→ **Selection**:
════════

Scalabrine saves it, has time to find somebody you know, ON HIS TEAM... throws it away.

Orien Greene sucks.


----------



## aquaitious

I could have sworn that we renamed the Lakers the "Los Angeles Bryants" not Kobe. 

Why's Veal in the game? He gets a steal and just throws it away?


----------



## P-Dub34

How long is Doc gonna run with this lineup? No offensive scheme out there whatsoever. 

BTW, Scalabrine is just awful.


----------



## Premier

Regis is in the house!

:rofl: at Gomes buying his own shoes.


----------



## aquaitious

P-Dub34 said:


> How long is Doc gonna run with this lineup? No offensive scheme out there whatsoever.
> 
> BTW, Scalabrine is just awful.


I believe his contract expires in two years. If we don't resign him, weird lineups should stop.

════════

Data records:
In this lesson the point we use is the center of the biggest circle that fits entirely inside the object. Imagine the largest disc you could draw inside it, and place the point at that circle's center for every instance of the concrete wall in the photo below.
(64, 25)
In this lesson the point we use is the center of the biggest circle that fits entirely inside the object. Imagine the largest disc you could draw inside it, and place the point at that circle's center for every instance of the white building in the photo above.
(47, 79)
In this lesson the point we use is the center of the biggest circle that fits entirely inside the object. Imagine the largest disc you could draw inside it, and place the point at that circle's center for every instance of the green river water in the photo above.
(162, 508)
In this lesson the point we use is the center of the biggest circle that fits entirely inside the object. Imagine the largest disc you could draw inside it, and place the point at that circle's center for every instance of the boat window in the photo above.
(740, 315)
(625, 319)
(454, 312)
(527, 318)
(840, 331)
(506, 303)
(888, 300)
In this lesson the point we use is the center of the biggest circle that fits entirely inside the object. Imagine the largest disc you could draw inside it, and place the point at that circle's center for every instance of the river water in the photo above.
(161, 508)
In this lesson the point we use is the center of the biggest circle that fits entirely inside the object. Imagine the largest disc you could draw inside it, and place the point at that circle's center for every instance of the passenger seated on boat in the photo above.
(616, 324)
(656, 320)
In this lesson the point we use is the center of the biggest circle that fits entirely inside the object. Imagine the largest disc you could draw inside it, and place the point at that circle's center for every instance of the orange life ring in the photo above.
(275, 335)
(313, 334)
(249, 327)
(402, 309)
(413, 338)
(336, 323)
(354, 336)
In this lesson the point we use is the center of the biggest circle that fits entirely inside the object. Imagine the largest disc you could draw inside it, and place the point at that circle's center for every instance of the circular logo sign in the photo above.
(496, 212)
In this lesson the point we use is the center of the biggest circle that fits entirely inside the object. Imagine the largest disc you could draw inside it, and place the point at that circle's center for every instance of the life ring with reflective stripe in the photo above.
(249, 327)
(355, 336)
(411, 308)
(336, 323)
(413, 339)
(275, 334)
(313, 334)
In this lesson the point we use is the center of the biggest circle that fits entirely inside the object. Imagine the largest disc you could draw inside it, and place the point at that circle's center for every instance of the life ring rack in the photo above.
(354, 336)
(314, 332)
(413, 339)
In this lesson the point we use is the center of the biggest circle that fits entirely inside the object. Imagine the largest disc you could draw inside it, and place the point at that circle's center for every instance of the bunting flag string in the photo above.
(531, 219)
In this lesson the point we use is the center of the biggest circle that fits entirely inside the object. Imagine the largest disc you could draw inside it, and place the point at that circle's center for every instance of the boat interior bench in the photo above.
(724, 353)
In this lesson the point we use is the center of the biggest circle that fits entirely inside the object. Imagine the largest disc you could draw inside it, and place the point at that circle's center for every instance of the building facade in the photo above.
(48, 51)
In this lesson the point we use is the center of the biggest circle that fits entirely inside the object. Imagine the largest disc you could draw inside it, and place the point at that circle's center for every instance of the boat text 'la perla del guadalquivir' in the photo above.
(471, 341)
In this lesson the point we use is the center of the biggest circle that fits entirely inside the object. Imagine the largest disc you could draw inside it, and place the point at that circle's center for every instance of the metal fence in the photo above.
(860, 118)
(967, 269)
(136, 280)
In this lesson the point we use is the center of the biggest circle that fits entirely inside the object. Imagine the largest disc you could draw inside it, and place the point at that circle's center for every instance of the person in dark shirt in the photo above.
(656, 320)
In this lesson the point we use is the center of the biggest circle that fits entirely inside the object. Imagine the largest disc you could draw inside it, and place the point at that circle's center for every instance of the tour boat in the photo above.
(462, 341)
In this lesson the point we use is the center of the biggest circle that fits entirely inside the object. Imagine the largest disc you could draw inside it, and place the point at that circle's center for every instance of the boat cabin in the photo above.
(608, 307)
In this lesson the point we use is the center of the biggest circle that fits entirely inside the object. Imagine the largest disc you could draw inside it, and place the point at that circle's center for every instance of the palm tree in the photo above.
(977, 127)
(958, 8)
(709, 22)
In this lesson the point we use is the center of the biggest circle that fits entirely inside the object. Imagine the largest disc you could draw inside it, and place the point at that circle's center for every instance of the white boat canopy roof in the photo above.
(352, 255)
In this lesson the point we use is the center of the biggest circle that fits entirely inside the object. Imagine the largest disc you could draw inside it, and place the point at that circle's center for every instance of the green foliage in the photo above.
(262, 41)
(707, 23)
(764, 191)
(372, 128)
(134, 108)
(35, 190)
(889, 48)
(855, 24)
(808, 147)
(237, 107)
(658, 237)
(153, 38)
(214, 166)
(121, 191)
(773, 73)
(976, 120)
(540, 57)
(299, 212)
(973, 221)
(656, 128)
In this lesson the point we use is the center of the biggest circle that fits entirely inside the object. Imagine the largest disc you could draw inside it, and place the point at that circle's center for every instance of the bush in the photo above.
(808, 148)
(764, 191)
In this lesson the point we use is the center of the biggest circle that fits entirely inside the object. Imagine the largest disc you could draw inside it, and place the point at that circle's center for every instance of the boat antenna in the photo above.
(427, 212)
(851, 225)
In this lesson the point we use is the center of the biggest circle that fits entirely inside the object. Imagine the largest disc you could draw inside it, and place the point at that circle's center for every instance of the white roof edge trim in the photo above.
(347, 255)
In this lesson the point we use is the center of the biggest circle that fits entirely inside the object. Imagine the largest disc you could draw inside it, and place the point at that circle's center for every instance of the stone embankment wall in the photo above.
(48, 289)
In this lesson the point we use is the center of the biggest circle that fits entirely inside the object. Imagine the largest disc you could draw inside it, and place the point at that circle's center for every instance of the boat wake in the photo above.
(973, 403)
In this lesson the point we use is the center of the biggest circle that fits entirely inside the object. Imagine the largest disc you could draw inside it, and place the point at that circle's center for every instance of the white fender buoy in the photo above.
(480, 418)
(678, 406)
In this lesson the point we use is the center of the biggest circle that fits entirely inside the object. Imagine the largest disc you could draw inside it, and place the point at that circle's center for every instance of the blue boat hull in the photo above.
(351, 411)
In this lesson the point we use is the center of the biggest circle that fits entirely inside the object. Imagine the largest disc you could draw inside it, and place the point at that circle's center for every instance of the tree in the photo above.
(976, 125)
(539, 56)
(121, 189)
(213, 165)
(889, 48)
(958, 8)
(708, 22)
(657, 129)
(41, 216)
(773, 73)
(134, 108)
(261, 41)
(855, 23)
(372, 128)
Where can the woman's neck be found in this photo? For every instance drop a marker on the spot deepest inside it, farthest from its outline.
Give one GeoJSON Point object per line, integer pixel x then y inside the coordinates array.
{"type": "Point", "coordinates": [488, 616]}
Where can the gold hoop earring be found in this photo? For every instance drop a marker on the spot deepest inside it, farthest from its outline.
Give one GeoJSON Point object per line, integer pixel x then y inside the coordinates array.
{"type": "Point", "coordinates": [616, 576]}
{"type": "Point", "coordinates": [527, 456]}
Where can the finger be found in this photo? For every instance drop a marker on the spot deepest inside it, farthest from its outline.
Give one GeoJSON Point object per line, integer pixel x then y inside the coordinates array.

════════

→ **Task set**:
a – Which usernames appear as post headers in the thread? List each one once.
b – Rewrite the thread starting with "Orien Greene sucks." and going on through "throws it away?", replacing "steal" with "rebound".
Work from the thread alone.

→ **Answers given**:
a – aquaitious, P-Dub34, Premier

b –
Orien Greene sucks.


----------



## aquaitious

I could have sworn that we renamed the Lakers the "Los Angeles Bryants" not Kobe. 

Why's Veal in the game? He gets a rebound and just throws it away?